═══ Data for this exercise

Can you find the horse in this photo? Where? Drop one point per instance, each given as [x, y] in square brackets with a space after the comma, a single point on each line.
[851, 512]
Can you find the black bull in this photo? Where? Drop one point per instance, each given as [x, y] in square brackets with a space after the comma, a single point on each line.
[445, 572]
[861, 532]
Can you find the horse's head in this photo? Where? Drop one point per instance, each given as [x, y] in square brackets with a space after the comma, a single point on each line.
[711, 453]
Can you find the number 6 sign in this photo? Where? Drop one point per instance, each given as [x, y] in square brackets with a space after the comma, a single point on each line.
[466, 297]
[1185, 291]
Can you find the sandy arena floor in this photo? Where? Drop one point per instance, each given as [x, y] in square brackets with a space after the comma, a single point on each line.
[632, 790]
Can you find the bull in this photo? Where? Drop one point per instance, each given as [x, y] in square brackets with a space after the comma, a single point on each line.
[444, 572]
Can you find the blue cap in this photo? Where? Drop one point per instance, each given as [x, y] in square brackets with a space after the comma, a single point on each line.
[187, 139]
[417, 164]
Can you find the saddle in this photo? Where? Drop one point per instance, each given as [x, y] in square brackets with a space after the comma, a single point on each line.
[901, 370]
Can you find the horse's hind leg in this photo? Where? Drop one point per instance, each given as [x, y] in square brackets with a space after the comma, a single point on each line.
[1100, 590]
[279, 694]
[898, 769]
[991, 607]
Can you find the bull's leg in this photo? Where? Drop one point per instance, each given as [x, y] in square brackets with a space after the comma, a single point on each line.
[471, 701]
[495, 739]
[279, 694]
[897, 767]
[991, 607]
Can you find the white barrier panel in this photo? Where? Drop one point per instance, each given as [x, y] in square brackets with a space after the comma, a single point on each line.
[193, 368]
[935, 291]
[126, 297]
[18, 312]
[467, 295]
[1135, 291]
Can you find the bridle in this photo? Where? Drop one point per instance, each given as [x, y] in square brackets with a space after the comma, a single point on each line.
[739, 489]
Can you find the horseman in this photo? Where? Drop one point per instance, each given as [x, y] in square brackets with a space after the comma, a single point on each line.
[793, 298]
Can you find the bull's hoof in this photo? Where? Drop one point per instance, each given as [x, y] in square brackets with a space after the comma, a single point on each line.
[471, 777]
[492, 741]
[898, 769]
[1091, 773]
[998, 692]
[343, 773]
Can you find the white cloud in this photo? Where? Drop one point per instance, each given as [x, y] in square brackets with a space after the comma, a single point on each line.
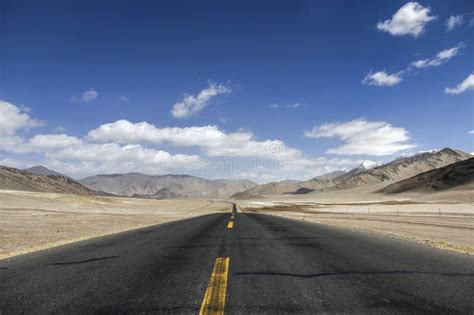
[466, 85]
[440, 58]
[52, 142]
[363, 137]
[124, 99]
[410, 19]
[14, 119]
[454, 21]
[293, 105]
[59, 129]
[86, 97]
[123, 146]
[213, 141]
[192, 105]
[382, 78]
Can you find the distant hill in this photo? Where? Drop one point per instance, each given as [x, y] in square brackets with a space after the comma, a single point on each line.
[280, 188]
[459, 175]
[41, 170]
[331, 175]
[165, 186]
[396, 170]
[14, 179]
[403, 168]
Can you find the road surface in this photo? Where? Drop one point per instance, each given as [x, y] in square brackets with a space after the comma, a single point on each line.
[260, 264]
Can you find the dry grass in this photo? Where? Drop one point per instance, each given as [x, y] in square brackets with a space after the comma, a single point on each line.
[34, 221]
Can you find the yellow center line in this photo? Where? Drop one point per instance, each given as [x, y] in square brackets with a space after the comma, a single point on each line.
[214, 300]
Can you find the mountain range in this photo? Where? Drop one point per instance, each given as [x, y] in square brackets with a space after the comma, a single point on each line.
[428, 171]
[14, 179]
[386, 174]
[165, 186]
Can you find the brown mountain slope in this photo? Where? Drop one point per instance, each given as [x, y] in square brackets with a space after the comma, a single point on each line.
[458, 175]
[165, 186]
[14, 179]
[41, 170]
[281, 188]
[404, 168]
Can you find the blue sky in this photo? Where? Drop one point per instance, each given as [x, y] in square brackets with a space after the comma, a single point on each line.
[278, 89]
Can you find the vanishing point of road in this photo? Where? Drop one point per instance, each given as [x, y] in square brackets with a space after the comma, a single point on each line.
[238, 263]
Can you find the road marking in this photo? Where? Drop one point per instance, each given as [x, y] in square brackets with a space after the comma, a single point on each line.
[214, 300]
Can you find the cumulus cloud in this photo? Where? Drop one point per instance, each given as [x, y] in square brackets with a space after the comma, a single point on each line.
[410, 19]
[454, 21]
[86, 97]
[440, 58]
[293, 105]
[382, 78]
[192, 105]
[466, 85]
[123, 146]
[14, 120]
[363, 137]
[213, 141]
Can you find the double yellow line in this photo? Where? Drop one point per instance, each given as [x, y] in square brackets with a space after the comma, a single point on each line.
[214, 299]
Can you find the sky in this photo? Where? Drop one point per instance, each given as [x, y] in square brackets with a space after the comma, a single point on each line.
[262, 90]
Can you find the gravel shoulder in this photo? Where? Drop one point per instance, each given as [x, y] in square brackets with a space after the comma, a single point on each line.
[444, 226]
[32, 221]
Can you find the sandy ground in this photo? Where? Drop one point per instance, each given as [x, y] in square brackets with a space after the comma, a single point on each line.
[443, 220]
[33, 221]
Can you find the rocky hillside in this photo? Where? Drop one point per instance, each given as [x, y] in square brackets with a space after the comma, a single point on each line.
[41, 170]
[165, 186]
[14, 179]
[403, 168]
[458, 175]
[394, 171]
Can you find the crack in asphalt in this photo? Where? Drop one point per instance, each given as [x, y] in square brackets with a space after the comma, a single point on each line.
[83, 261]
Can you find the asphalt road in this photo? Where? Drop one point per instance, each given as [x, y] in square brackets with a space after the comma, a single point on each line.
[276, 265]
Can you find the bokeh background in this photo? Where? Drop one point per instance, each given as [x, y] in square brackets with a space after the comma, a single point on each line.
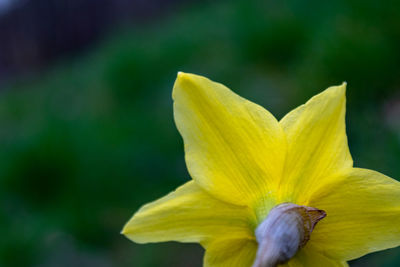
[86, 125]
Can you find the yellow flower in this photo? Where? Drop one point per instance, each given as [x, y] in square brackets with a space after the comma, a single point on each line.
[244, 162]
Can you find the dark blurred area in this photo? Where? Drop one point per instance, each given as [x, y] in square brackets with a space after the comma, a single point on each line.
[87, 133]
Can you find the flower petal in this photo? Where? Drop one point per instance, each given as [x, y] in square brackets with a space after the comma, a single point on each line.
[363, 214]
[234, 148]
[317, 143]
[230, 253]
[309, 257]
[188, 214]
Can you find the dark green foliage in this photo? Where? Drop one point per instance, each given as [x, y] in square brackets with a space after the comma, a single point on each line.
[87, 143]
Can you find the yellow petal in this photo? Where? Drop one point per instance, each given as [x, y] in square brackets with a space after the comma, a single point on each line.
[188, 214]
[233, 148]
[363, 214]
[317, 144]
[309, 257]
[230, 253]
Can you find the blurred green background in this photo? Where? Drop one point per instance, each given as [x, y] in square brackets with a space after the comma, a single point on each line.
[88, 136]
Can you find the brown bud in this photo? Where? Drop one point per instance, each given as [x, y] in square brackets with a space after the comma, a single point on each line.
[286, 229]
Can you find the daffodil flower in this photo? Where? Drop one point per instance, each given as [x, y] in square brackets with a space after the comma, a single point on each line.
[259, 185]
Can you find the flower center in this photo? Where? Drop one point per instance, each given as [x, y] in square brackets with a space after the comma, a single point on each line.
[284, 231]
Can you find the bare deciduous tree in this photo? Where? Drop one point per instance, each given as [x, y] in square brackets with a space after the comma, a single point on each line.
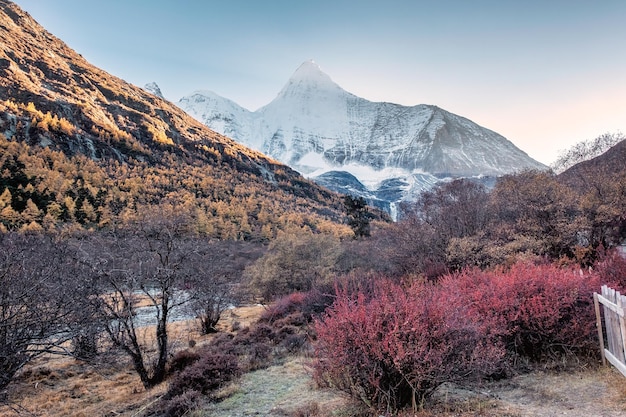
[36, 301]
[147, 265]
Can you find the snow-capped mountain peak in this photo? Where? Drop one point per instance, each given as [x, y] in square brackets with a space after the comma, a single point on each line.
[316, 127]
[309, 75]
[154, 89]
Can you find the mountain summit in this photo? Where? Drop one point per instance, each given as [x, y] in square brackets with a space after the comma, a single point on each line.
[327, 133]
[81, 146]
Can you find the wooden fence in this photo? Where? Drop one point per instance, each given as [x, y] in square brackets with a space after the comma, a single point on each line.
[613, 346]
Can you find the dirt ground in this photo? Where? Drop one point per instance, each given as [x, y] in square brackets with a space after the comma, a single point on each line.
[69, 388]
[288, 390]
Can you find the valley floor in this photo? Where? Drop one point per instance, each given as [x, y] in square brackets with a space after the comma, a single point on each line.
[65, 387]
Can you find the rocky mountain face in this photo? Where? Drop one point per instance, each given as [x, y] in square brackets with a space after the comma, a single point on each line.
[335, 137]
[72, 133]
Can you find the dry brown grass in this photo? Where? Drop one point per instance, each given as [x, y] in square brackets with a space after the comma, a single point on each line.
[57, 386]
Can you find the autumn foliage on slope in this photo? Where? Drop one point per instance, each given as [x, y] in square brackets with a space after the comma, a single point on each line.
[393, 347]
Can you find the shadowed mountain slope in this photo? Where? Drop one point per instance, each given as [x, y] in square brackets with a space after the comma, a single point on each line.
[81, 145]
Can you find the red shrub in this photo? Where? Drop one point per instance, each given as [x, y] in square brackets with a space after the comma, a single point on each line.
[611, 269]
[538, 311]
[395, 348]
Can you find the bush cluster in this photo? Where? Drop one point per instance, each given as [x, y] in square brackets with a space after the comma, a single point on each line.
[392, 348]
[198, 374]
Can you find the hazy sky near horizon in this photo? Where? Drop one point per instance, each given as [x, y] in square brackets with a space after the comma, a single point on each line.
[545, 74]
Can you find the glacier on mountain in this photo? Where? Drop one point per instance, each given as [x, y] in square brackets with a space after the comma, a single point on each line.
[338, 139]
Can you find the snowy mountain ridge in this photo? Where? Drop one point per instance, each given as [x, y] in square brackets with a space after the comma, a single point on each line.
[318, 128]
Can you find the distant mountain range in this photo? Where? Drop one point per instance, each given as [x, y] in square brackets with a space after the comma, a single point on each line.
[81, 145]
[383, 151]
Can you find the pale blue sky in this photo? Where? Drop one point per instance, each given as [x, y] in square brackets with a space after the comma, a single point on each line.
[545, 74]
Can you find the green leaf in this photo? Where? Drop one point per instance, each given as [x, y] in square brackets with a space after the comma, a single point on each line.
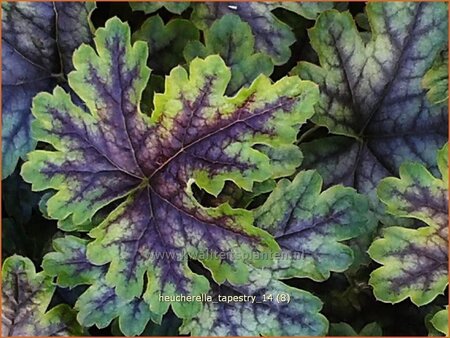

══════

Update the lines starting with the line that contains "Can you find the horse's hind" and going on through the line that contains "[1135, 291]", replacing "Drop" with "Place" and keeping everything else the same. Give only those lines.

Can you find the horse's hind leg in this photo? Where? Place one point per instance, each given as [x, y] in square brackets with a space after the comma, a single point on each line.
[1100, 590]
[279, 694]
[898, 769]
[991, 607]
Can you find the bull's leg in this photo? Where? Place one point per instance, each given as [x, y] in square brackets with a space after the comma, a single point on each line.
[471, 701]
[495, 739]
[279, 694]
[897, 767]
[991, 607]
Can you find the white barrier panel in this photo? Where? Place one point per instance, each given as [x, y] in square brackets with a space after the comma, a single point on each line.
[193, 368]
[935, 291]
[126, 297]
[18, 312]
[467, 295]
[1135, 291]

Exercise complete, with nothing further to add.